◆ READING TEXT ◆
####################
Another chapter in the twisting legal saga of director Roman Polanski unfolded in a downtown Los Angeles courtroom Monday morning as a defense attorney argued that the director should be allowed to return to the U.S. and be sentenced to time served decades after pleading guilty to having sex with a minor in the spring of 1977.
Attorney Harland Braun said Monday that Polanski, who would have faced a maximum of 12 months in prison for the crime under the penal code as it was written in the 1970s, has effectively served that sentence already between his previous detention in Los Angeles and the nearly 10 months he served in a Swiss jail when he was detained there in 2009.
“He has actually done nearly eight times the sentence he was promised,” Braun said.
Superior Court Judge Scott M. Gordon did not enter a ruling Monday morning and has 90 days to deliver a written order in the case, according to Mary Hearn, a spokeswoman for Los Angeles Superior Court.
After the hearing, Braun told reporters that his client would return to the U.S. immediately as long as he knew he would be sentenced under the terms of his original plea deal.
The case dates back to 1977, when Polanski, then 43, picked up Samantha Gailey — a 13-year-old junior high student — and brought her to Jack Nicholson’s house for a photo shoot. He gave her champagne and part of a Quaalude pill and, according to testimony from Gailey, he forced her to have sex with him.
####################
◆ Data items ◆

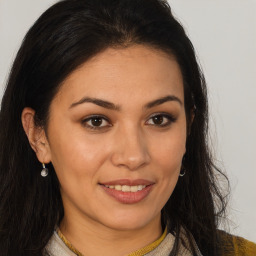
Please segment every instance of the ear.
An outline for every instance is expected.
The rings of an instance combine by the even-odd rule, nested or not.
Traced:
[[[188,136],[190,135],[191,126],[192,126],[192,124],[193,124],[193,122],[194,122],[195,115],[196,115],[196,107],[194,106],[194,107],[190,110],[190,120],[188,120],[188,133],[187,133]]]
[[[49,143],[44,128],[35,124],[35,111],[32,108],[24,108],[21,121],[29,144],[35,151],[38,161],[45,164],[49,163],[51,161]]]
####################
◆ TO DO ◆
(A) What does the Polanski case report read like between "Attorney Harland Braun" and "there in 2009.", inclusive, once you rename "jail" to "prison"?
(B) According to the Polanski case report, how old was Samantha Gailey in 1977?
(C) Could you proceed with the Polanski case report from the point where it stops?

◆ TASK RESULTS ◆
(A)
Attorney Harland Braun said Monday that Polanski, who would have faced a maximum of 12 months in prison for the crime under the penal code as it was written in the 1970s, has effectively served that sentence already between his previous detention in Los Angeles and the nearly 10 months he served in a Swiss prison when he was detained there in 2009.

(B) She was 13 years old.

(C)
After reaching a deal with prosecutors, Polanski, who pleaded guilty to unlawful intercourse with a minor, was sent to a state prison for a 90-day diagnostic evaluation. Judge Laurence Rittenband, who presided over the case at the time, said the evaluation would help him reach a fair sentencing decision. The director was released after 42 days, and prison officials said they didn’t believe he needed additional prison time. Rittenband, facing fierce media pressure, went against the recommendation, saying he planned to send Polanski back to prison for an additional 48 days.
As the decades have worn on, two portraits of Polanski have emerged. While many still shun him as a criminal who fled from justice, some in Hollywood have argued he was treated unfairly by a judge who wanted to make an example of a powerful filmmaker.
Director Brett Ratner, a close friend of Polanski, was in the courthouse Monday and could be seen chatting with Braun in an adjacent hallway. He declined to comment and walked away when approached by reporters.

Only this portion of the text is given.